_TASK DETAILS_:
Everything from the line with "Note for the class: annotate every instance of the column" to the last line of the material below is what to reproduce, exactly and with no other lines.
╔══
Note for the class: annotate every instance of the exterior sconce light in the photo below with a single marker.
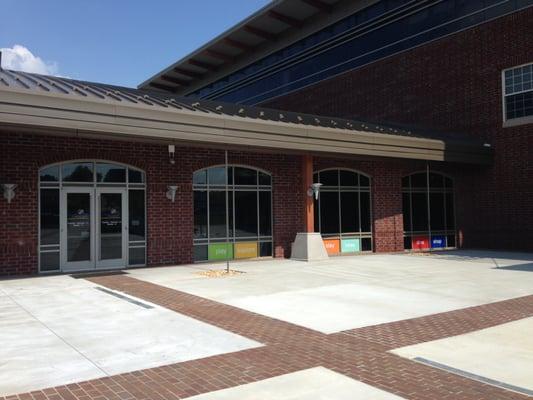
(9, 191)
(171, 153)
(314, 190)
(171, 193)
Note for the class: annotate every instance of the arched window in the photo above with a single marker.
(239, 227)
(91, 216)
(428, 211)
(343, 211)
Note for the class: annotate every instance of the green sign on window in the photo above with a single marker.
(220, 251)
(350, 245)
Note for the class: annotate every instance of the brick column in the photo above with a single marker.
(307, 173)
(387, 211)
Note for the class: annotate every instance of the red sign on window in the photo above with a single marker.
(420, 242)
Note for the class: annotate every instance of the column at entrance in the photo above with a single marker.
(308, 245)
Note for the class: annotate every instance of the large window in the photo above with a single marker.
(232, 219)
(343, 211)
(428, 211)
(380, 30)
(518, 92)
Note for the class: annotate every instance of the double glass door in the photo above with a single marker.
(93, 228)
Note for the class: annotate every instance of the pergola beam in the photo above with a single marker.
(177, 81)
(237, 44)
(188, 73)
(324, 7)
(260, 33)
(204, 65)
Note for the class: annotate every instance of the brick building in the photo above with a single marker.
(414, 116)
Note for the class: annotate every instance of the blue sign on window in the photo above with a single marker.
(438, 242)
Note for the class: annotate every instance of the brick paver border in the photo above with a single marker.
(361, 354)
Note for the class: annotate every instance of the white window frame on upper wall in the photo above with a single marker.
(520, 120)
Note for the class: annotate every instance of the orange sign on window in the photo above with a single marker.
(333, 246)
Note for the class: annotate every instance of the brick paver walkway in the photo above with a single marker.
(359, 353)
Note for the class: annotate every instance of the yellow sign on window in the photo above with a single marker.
╚══
_EXERCISE RESULT_:
Note for the class: annotate every instance of the column at entrance in the photo above with a single marker.
(308, 245)
Note for the class: annotate every instance of the large window in the photo above with a single marker.
(232, 219)
(343, 211)
(428, 211)
(380, 30)
(518, 92)
Note for the class: annotate every instance of the double glass door in the photo above with a single marker.
(93, 228)
Note for the class: annotate every instance of the pergola beam in the photo above with a single marker.
(177, 81)
(237, 44)
(188, 73)
(324, 7)
(260, 33)
(204, 65)
Note for the class: annotate every instance of the brick building in the photo above with a single marker.
(414, 116)
Note for the class: annotate every instance of the blue sign on window in the photo above with a single marker.
(438, 242)
Note for the class: annotate every instance of the brick paver border in the photo above with a single marker.
(361, 354)
Note for the class: annotate every instance of the white window frame on upper wall in the photo above with a single marker.
(520, 120)
Note for the class: annotate every instance of the orange sign on window in the photo above with a single marker.
(333, 246)
Note for the class: annotate every instance of the brick paver walkway in the photo above with a single marker.
(359, 353)
Note for the class: annotate every instance of the yellow sign on window in the photo above with a single marker.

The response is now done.